## Passage provided

<<<<

It is in the nature of seeds to carry the expression of hope. They bring to mind a cornucopia of harvest. Large numbers of individuals, initiatives and traditional food communities all over the world have long been engaged in safeguarding seed. Despite the present alarming scenario of monocultures and corporate monopolies on seed, many encouraging initiatives have sprung up to counter the threat to seed imposed by industrial agriculture. The principles on which this manifesto is based have evolved from the initiatives and actions of diverse groups and movements across the world. The following are some such examples.

  • A mushrooming of Seed Banks to preserve ex-situ and cultivate in-situ seed and plant diversity is taking place within seed communities. Women have played a pivotal role in safe-guarding the heritage of seed and are set to continue to do so in increasing numbers. Movements such as Seeds of Survival in Ethiopia and Navdanya in India have evolved new models of saving seeds and enhancing food security and ecological security of farmersʼ communities. 
  • Seed saving initiatives and seed exchange platforms are taking on an increasingly important role. Large numbers of individuals are creating gardens with the express aim of growing their own food and have the potential to play an important role in seed saving and exchange.
  • Individual communities committed to the protection of and reversing the huge losses in seeds and breeds varieties are rallying their forces. One such example are the ʻpresidiaʼ projects (biodiversity protection) of the Slow Food Foundation for Biodiversity that have sprung up in all regions of the world.
  • Targeted plant breeding projects adopting seeds to the needs of organic and ecological agriculture are fast increasing.
  • Alliances and networks of civil society around seed are forming at regional, national and international levels. This includes networks like Etc and Grain, and political pressure initiatives like Save our Seeds as well as farmer rights groups.
    Movements such as the “No Patents on Life” in Europe and movements to create patent free zones (Living Democracy / Jaiv Panchayat) and non-cooperation with patents on seeds (Bija Satyagraha) in India, the seed sovereignty movement of native American Tribes in North America and international food sovereignty movement in Africa are evolving from the group up to defend the Freedom of Seed.

>>>>

## What is needed
Continue the passage on seed-saving initiatives and movements, starting after its last sentence.

## Data under study
<<<<

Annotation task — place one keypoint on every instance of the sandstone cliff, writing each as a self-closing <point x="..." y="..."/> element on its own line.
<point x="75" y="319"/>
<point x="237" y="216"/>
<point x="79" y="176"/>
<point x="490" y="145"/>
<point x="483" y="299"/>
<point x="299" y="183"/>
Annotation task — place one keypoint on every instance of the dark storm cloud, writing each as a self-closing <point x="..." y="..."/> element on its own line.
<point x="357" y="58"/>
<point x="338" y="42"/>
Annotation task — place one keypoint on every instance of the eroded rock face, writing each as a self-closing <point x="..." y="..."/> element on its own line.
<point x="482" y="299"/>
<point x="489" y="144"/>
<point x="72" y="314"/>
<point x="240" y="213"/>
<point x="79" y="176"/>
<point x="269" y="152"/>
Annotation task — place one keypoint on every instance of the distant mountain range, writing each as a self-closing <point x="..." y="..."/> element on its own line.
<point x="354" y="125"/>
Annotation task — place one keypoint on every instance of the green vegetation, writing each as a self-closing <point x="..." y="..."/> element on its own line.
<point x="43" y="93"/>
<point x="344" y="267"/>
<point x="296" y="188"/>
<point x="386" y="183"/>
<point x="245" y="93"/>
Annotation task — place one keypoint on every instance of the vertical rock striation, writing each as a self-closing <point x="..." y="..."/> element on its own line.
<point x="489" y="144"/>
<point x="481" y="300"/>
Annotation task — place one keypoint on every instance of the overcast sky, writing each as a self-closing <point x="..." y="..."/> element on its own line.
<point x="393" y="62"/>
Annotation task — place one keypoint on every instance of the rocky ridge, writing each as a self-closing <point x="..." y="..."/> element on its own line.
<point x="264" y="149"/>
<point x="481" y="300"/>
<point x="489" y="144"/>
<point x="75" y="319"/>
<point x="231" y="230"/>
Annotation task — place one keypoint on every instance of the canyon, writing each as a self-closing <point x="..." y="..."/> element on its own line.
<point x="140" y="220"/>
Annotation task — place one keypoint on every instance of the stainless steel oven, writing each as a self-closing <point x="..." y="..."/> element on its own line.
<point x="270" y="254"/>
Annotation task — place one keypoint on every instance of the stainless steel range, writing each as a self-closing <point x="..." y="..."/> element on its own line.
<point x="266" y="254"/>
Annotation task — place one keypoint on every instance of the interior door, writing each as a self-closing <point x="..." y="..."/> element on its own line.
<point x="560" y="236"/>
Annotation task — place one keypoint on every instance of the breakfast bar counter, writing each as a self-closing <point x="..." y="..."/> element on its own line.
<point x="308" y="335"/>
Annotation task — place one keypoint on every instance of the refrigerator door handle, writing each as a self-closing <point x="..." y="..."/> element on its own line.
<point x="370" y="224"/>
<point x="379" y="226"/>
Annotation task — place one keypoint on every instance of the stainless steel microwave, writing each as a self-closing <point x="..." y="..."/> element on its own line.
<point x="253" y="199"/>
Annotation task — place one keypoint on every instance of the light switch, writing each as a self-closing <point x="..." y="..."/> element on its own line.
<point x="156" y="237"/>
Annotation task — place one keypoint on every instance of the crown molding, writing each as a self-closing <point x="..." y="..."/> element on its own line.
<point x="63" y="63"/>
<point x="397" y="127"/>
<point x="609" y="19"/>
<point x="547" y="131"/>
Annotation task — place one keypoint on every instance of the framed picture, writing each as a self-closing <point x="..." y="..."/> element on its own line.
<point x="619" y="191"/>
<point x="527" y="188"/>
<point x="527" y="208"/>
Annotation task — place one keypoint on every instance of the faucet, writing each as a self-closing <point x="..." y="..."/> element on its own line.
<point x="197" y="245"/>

>>>>

## Task output
  • Parallel to civil society activities are laws and legal protection initiatives that are establishing GMO free zones on a large scale and protecting diversity of seed. The Region of Tuscanyʼs Law on Seed is a good example of how local and regional governments can take responsible and concerted action to protect seed diversity.
  • The fast growing direct relationships between producers and consumers such as the Community Supported Agriculture (CSA) networks are another vibrant step in the movement towards conserving and maintaining seed and plant varieties.
  • International agreements such as the Treaty on Plant Genetic Resources for Food and Agriculture and its Article 9 on Farmersʼ Rights, as well as the Convention on Biological Diversity are instruments which have the potential to be evoked in countering the aggressive control and suicide oriented policies of large multinational corporations. This potential needs to be strengthened.

    Demands to review Act 27.3(b) of the Trade Related Intellectual Property Rights (Trips) agreement of WTO, and to stop the patents on life, patents on seeds and biopiracy of farmersʼ varieties and traditional knowledge, continue to be made by Third World governments. The future evolution of humanity goes hand in hand with the future and free evolution of our seeds. What is embedded in and has been practiced in peasant cultures from time immemorial needs the utmost support from the public and private sector if our right to chose and to live healthy, safe and culturally diverse lives is to prevail.

The future of the Seed carries within it the future of humanity.